Dataset entries:
◇ ◇ ◇

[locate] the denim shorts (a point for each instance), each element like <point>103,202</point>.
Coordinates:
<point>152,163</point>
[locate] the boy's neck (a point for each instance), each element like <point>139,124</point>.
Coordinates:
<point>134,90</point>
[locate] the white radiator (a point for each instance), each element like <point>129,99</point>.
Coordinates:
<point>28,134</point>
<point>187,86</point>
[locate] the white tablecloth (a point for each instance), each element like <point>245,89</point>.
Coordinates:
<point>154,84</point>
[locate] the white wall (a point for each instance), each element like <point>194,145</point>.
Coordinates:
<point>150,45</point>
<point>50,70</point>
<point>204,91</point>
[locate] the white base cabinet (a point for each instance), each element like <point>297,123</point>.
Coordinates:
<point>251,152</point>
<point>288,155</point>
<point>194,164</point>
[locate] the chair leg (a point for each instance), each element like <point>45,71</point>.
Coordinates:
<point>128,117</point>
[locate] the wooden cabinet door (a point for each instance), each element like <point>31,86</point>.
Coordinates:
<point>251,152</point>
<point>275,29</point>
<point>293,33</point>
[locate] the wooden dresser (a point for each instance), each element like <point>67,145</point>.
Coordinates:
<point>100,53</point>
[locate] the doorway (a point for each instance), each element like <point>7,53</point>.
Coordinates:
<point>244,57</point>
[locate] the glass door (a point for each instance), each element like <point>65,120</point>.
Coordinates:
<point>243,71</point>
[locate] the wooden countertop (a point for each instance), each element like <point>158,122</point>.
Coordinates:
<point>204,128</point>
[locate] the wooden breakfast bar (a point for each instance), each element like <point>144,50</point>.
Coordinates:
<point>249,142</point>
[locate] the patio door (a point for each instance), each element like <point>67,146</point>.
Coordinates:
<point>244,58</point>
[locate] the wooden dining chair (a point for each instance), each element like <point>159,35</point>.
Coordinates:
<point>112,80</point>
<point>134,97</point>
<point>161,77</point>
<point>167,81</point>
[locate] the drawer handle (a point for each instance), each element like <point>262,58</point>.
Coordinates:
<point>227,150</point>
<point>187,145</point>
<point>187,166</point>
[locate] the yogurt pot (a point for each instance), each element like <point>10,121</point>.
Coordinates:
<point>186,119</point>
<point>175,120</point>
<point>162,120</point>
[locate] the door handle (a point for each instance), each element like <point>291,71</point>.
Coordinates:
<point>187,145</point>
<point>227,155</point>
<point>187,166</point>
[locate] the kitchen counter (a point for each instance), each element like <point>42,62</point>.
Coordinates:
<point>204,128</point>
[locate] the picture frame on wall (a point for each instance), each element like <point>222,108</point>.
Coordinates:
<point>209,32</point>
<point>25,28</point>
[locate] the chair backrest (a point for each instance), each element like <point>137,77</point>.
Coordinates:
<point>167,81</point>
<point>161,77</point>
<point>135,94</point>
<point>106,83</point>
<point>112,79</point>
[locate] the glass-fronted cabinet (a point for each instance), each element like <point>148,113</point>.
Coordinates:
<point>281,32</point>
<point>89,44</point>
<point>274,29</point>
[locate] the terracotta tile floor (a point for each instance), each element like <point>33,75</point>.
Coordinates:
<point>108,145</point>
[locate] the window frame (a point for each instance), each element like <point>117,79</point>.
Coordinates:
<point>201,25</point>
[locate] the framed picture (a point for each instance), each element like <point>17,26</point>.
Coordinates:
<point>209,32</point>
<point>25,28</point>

◇ ◇ ◇

* WORK REQUEST: When the word "handle" shows up in a line of the entries, pull that line out.

* RESPONSE FOR THIS EXERCISE:
[locate] the drawer handle (a point for each instance), each element like <point>262,58</point>.
[locate] the door handle (a point for each instance), each element like <point>291,71</point>.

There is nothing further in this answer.